Copy exactly the lines of the data below that run from the line holding "Target phrase: polished metal surface" through the line holding "Target phrase: cigarette", both ends included.
-------- Entries shown --------
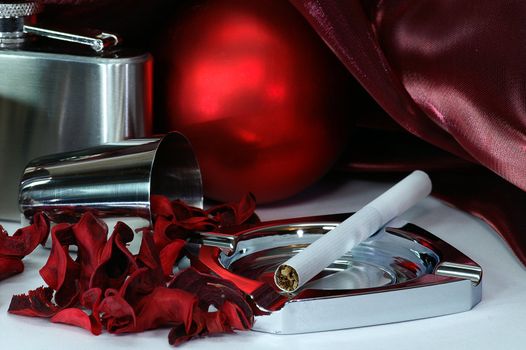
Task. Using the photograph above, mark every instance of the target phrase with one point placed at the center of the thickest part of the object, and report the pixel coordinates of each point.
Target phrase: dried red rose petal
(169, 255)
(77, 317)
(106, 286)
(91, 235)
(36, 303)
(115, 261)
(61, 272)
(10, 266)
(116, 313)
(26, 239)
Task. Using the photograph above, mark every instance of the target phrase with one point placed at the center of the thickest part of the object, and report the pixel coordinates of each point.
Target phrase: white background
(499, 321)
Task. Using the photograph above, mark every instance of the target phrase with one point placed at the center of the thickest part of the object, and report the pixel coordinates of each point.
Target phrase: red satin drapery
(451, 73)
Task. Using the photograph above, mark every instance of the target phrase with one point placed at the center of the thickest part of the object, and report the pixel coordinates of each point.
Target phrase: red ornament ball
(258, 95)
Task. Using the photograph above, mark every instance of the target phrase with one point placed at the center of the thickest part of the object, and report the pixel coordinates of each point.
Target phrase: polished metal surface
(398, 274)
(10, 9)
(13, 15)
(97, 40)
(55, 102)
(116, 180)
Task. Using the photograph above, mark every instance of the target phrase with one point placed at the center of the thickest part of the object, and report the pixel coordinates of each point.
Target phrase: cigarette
--------
-------- Entries shown --------
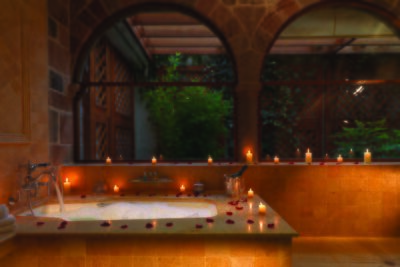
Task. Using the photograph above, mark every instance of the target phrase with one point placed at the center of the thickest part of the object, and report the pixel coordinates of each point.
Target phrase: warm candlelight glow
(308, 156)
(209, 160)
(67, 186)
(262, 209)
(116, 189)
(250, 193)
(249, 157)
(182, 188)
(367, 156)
--------
* Output for this task
Target phrase: polished metal surface
(398, 274)
(10, 9)
(13, 15)
(97, 40)
(55, 102)
(116, 180)
Task. Using the photograph above, mark every instance of the target phrase with one point placed at the center of the thickest part of the object, and report the pixel coordinates of each point.
Target phrase: cigarette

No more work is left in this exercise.